#### Records ####
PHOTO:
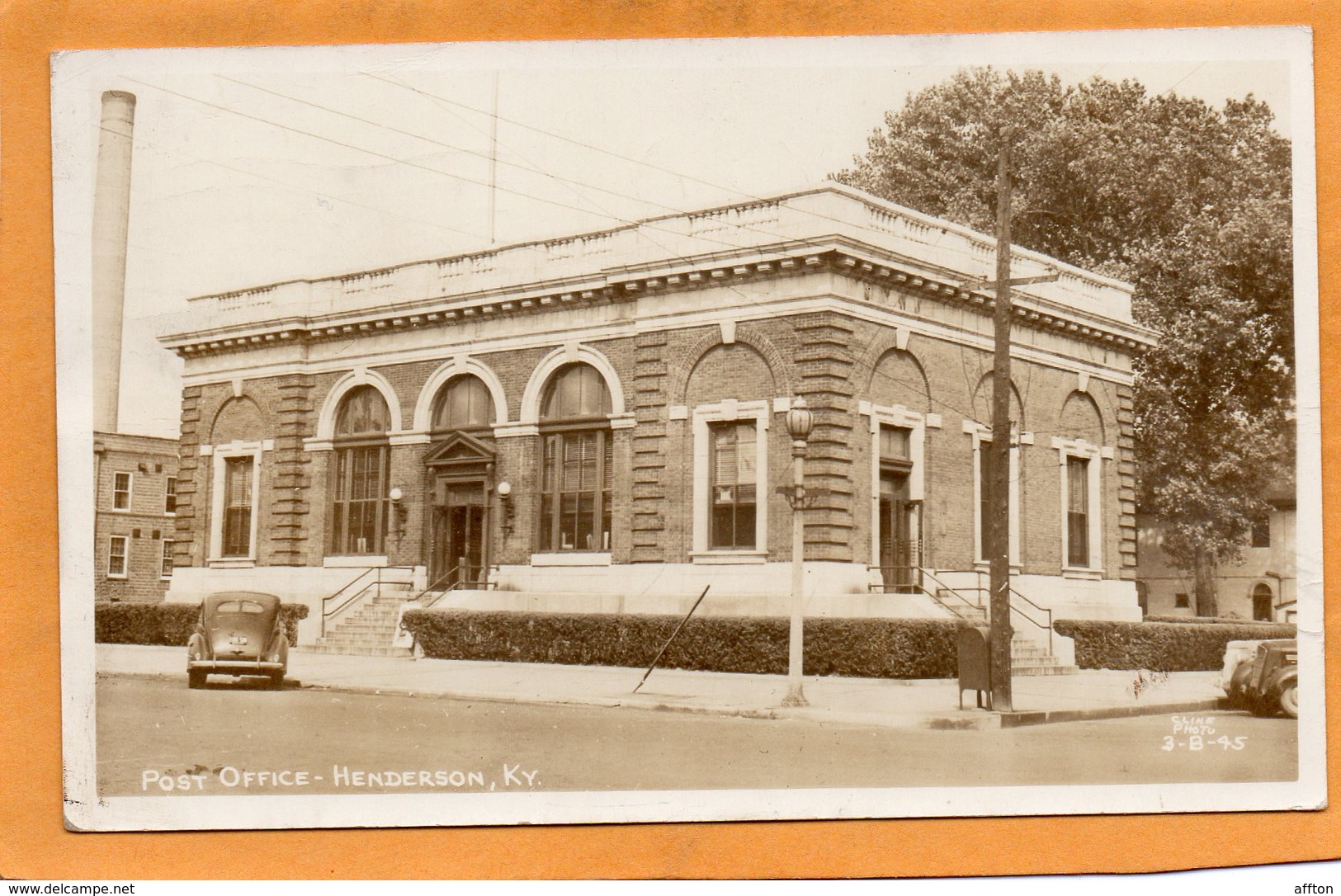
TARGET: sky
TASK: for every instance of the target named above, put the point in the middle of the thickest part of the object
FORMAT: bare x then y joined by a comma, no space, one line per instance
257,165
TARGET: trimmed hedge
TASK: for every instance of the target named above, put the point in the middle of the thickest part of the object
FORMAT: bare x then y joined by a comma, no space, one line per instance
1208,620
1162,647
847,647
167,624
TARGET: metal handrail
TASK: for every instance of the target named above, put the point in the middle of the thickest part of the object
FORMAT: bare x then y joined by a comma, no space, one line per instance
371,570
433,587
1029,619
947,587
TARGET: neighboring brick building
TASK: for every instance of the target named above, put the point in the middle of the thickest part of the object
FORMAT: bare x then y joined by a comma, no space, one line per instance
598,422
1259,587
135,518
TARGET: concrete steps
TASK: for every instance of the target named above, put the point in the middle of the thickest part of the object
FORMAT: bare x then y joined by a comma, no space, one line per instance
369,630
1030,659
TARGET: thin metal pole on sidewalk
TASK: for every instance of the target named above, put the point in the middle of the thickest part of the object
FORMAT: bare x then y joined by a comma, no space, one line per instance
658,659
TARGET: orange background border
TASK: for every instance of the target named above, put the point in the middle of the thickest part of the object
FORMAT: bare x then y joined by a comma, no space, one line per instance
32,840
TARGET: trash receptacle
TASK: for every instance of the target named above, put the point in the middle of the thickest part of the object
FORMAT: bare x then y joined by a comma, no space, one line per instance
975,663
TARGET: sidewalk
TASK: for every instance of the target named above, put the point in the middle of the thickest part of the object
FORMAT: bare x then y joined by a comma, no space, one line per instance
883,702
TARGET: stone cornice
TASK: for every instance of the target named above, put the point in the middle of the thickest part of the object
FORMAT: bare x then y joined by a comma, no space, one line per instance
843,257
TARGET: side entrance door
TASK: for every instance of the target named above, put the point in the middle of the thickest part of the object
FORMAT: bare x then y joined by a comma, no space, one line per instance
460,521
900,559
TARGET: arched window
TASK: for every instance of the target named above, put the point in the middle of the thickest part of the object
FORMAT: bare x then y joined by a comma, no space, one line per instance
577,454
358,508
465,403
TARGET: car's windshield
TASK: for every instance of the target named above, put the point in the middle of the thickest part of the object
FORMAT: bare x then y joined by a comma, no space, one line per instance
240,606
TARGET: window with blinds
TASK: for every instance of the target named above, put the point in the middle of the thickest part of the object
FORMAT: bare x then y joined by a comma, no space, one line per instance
####
Every line that contains the string "sidewalk" should be copied from the entries.

TARGET: thin metal pole on sidewalk
TARGET: sidewalk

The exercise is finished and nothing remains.